A big shoutout to a great new sponsor, The Yards in the Capitol Riverfront: DC’s newest neighborhood, with living, working, shopping and dining centered around a world class waterfront park and near the attractions of the baseball stadium, Navy Yard, and Capitol Hill.


 
Win McNamee/Getty Images
 

They've been traded nearly unregulated for a decade, but derivatives will be under tighter gov't scrutiny according to Tim Geithner's plan announced yesterday. The crackdown includes mandating middlemen, more reporting requirements, and minimum levels of capital on hand for dealers. Yes, the oversight covers everyone's favorite derivative, the credit default swap. (Favorite to say, we don't actually know what it is.) At the end of '08, outstanding derivatives totaled $403 trillion, and—whoa, hang on, our computer just broke.

 
OLS
 

Retail sales are down 0.4% in April, bad news for those who think consumer spending is needed for recovery (which is to say, everyone). It's the second drop in a row, tamping excitement after increases in January and February. Ironically, it would have been worse if not for a rise in, you guessed it, automobile sales. (You didn't guess it. Don't lie.) Macy's didn't help, taking an $88M hit this period. Food and beverage, specialty clothing, and furniture stores also fell. Meaning, not only are we poor, but we're thirsty, ragged, and sitting on the floor.

#####

• **EXERCISE DIRECTIONS**: Please state by what percentage retail sales fell in April, according to the news roundup above.

• **DATASET**:
#####

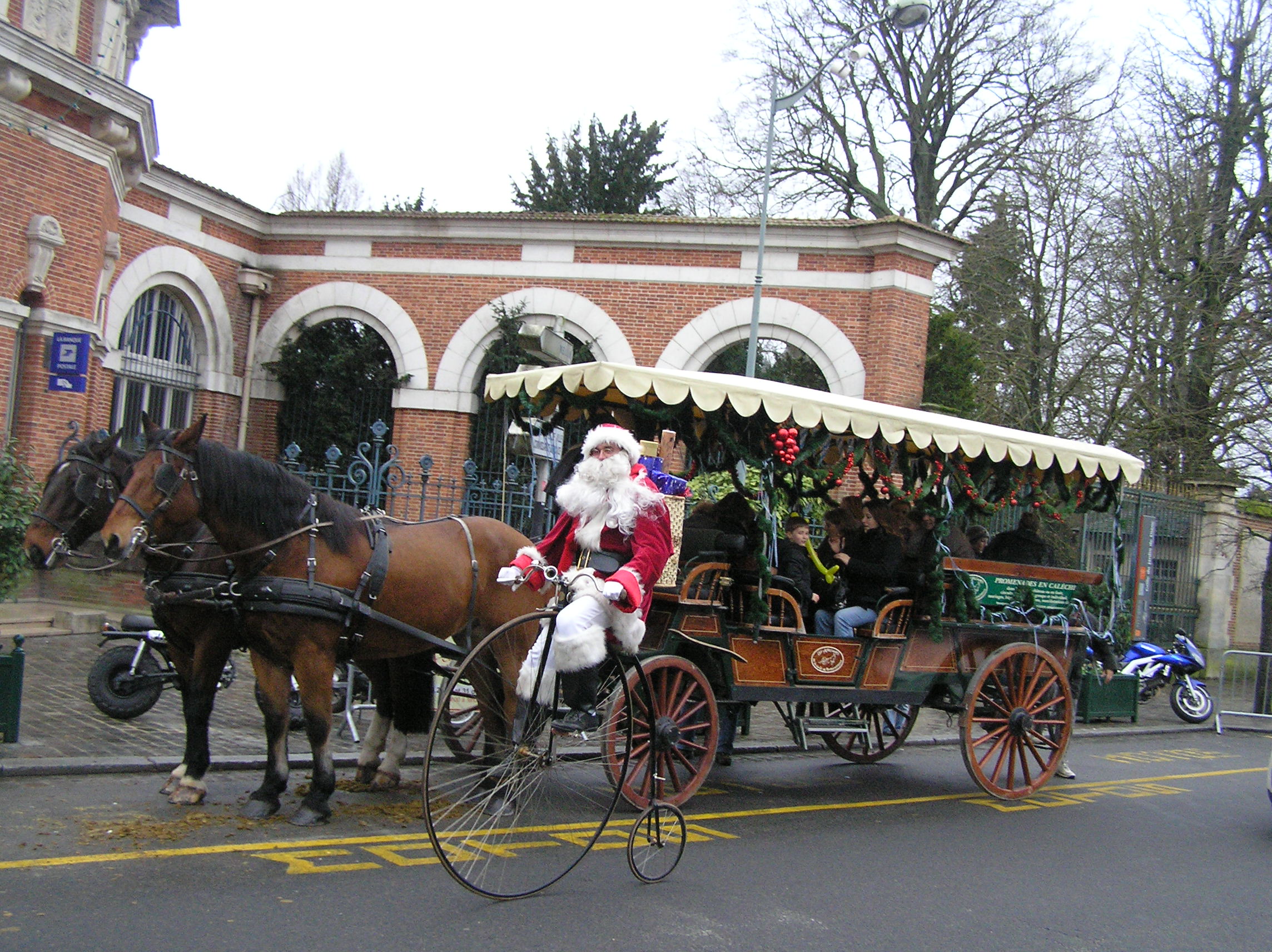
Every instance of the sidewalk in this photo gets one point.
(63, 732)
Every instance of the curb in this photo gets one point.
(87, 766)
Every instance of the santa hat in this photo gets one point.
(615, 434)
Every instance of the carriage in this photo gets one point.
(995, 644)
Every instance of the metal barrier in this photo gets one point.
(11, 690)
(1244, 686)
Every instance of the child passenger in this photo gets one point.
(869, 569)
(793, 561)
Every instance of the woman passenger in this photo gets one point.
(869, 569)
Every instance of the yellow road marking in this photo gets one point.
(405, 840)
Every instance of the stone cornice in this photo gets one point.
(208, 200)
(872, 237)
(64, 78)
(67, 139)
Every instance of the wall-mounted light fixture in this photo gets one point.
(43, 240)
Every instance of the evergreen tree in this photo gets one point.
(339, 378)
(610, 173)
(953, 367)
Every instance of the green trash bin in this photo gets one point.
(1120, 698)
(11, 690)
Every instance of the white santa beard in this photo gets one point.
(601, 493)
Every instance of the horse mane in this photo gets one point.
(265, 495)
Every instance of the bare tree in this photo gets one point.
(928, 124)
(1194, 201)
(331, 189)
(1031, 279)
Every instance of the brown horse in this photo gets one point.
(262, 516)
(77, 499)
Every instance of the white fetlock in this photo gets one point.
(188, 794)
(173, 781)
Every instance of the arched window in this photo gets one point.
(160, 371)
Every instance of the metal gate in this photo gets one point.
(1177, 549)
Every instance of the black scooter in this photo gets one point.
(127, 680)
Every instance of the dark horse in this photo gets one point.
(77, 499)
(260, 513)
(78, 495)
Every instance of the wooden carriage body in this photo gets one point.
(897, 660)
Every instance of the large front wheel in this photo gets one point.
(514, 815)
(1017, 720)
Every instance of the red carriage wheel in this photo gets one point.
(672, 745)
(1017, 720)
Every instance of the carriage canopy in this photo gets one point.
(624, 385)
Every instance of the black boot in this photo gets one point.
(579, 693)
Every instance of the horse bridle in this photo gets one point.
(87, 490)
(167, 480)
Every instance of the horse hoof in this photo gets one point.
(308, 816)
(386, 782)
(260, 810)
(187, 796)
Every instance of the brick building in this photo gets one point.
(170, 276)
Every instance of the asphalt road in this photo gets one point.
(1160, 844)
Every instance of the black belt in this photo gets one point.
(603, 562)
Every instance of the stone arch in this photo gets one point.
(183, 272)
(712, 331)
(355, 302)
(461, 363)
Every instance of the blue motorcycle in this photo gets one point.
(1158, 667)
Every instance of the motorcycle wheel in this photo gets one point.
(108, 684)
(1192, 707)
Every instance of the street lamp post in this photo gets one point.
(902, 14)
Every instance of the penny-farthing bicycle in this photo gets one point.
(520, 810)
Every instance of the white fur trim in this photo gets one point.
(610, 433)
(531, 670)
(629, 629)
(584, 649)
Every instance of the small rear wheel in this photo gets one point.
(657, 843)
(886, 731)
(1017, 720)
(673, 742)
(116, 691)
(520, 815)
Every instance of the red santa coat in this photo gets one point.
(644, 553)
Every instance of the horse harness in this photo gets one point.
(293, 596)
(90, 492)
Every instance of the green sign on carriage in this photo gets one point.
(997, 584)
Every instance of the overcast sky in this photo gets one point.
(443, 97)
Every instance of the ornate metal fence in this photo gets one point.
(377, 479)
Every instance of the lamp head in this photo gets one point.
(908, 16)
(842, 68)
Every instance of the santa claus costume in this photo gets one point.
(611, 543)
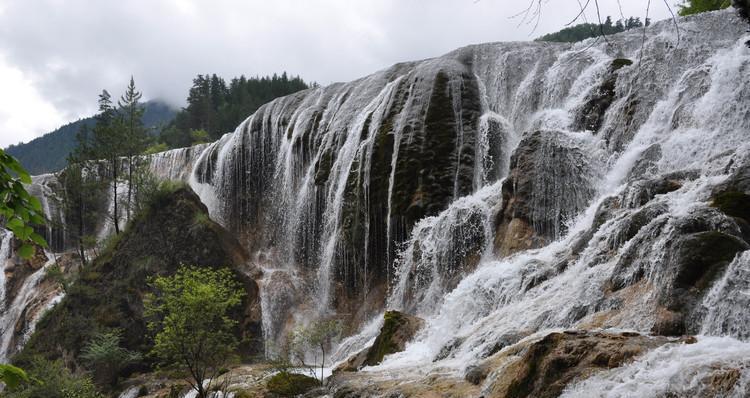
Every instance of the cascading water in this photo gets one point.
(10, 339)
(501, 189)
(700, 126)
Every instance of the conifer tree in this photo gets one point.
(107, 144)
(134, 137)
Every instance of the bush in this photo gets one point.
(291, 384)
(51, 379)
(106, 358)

#####

• **RIGHT ANSWER**: 0.4%